## Selected extract
═══

The method may include, in response to the cell not including a
production device capable of performing the determined process,
determining a production device capable of performing the
determined process, determining a capacity associated with the
determined production device over the time period, determining
whether adding the determined production device to the cell will
increase a number of production devices in the cell to a value that
exceeds a threshold value, and in response to determining that
adding the determined production device to the cell will not
increase a number of production devices in the cell to a value that
exceeds a threshold value, adding the determined production device
to the cell, and determining a recalculated capacity associated
with the determined production device by subtracting the job volume
from the capacity.
[0005] In an embodiment, a method of designing a cell in a print
production environment may include identifying one or more print
jobs to process over a time period, grouping the one or more print
jobs into one or more job groups, identifying a job group from the
one or more job groups to assign to a cell, identifying a print job
from the identified job group, determining a process associated
with performing the print job, determining a job volume associated
with the determined process, determining whether the cell includes
a production device capable of performing the determined process
and in response to the cell including a production device capable
of performing the determined process, determining a remaining
capacity associated with the production device, determining whether
the remaining capacity is sufficient to process the job volume, and
in response to the remaining capacity not being sufficient to
process the job volume, creating a second cell, and adding the
production device to the second cell.

═══

## Records
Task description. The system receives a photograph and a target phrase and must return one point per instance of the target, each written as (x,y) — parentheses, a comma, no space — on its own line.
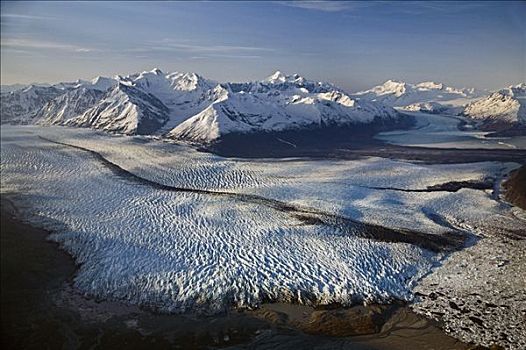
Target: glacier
(201,250)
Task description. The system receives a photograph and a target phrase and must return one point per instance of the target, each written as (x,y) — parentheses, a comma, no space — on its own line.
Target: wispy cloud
(24,16)
(323,5)
(28,44)
(196,50)
(203,48)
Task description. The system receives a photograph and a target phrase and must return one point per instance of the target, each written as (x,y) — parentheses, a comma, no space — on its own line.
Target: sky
(354,45)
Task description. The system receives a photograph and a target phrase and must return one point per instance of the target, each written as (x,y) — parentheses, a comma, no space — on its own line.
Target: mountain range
(190,107)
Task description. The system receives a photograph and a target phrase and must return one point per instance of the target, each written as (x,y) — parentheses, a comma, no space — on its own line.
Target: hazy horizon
(354,45)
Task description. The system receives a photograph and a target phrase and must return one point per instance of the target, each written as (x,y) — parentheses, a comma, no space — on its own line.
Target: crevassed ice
(178,251)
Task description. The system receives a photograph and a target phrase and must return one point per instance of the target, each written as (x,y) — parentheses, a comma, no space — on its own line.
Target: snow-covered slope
(401,94)
(124,109)
(188,106)
(277,103)
(21,106)
(506,106)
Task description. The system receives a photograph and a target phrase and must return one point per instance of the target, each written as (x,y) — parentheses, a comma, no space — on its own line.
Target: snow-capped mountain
(21,106)
(188,106)
(413,96)
(506,106)
(124,109)
(277,103)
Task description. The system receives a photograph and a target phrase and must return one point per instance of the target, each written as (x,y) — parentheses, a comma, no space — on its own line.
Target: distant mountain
(501,108)
(280,102)
(411,96)
(13,87)
(188,106)
(21,106)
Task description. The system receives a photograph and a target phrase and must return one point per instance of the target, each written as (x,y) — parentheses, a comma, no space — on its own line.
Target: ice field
(166,226)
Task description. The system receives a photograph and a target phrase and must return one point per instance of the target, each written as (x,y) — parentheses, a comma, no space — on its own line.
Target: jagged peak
(157,71)
(431,85)
(277,77)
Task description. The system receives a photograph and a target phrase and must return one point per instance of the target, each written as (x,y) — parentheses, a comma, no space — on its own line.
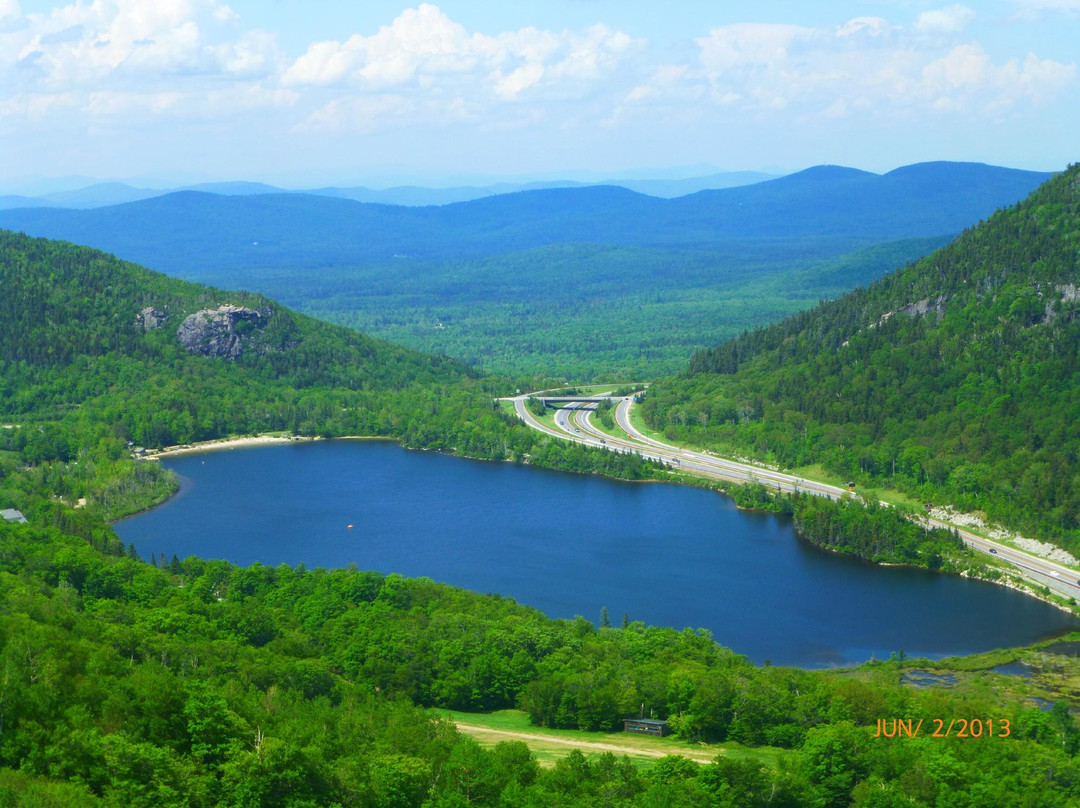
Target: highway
(574,422)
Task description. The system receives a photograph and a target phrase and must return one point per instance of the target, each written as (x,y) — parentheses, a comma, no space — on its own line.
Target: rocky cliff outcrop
(150,319)
(223,332)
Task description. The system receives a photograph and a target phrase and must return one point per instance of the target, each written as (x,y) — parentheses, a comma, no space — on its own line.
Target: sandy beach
(229,443)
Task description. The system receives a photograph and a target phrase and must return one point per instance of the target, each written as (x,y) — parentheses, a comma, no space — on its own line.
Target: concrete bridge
(556,400)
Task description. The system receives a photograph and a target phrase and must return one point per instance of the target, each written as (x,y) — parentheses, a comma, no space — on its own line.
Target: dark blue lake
(571,544)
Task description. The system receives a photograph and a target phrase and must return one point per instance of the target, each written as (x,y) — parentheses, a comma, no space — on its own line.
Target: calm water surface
(570,544)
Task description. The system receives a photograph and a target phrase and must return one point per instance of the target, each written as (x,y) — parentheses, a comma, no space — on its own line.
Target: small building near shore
(646,726)
(10,514)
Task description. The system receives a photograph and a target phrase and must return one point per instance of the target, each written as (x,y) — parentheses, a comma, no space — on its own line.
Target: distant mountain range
(956,379)
(103,194)
(199,230)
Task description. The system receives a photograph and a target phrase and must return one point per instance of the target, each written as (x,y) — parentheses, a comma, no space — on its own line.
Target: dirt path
(591,745)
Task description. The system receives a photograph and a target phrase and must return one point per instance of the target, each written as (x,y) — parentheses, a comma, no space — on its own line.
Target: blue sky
(336,91)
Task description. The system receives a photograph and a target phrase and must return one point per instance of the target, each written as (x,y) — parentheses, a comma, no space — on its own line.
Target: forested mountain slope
(956,378)
(583,283)
(97,355)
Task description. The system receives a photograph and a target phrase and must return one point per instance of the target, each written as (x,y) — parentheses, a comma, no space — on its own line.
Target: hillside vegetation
(91,365)
(572,282)
(203,685)
(956,378)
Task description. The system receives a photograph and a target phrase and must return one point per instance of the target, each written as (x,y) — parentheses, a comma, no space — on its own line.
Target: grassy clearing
(550,745)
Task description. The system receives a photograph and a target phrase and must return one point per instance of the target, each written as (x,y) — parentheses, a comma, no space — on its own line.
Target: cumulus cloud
(192,59)
(864,66)
(423,49)
(950,19)
(112,58)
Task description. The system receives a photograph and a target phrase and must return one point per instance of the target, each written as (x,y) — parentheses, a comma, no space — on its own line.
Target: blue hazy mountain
(187,230)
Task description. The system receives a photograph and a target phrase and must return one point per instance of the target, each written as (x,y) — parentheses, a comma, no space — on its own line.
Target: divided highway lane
(574,425)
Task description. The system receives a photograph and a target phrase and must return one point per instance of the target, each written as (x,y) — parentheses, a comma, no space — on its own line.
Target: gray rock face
(150,319)
(223,332)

═══

## Work to do
1. In the print production extract, rename "threshold value" to "limit value" throughout the passage between "The method may" and "from the capacity.", inclusive.
2. Answer these questions from the print production extract:
(a) How is the recalculated capacity associated with the determined production device found?
(b) Into what are the one or more print jobs grouped?
(c) What is done when the remaining capacity is not sufficient to process the job volume?
The records have no connection to the text.

## Outputs by task
1.
The method may include, in response to the cell not including a
production device capable of performing the determined process,
determining a production device capable of performing the
determined process, determining a capacity associated with the
determined production device over the time period, determining
whether adding the determined production device to the cell will
increase a number of production devices in the cell to a value that
exceeds a limit value, and in response to determining that
adding the determined production device to the cell will not
increase a number of production devices in the cell to a value that
exceeds a limit value, adding the determined production device
to the cell, and determining a recalculated capacity associated
with the determined production device by subtracting the job volume
from the capacity.

2.
(a) By subtracting the job volume from the capacity.
(b) Into one or more job groups.
(c) A second cell is created, and the production device is added to the second cell.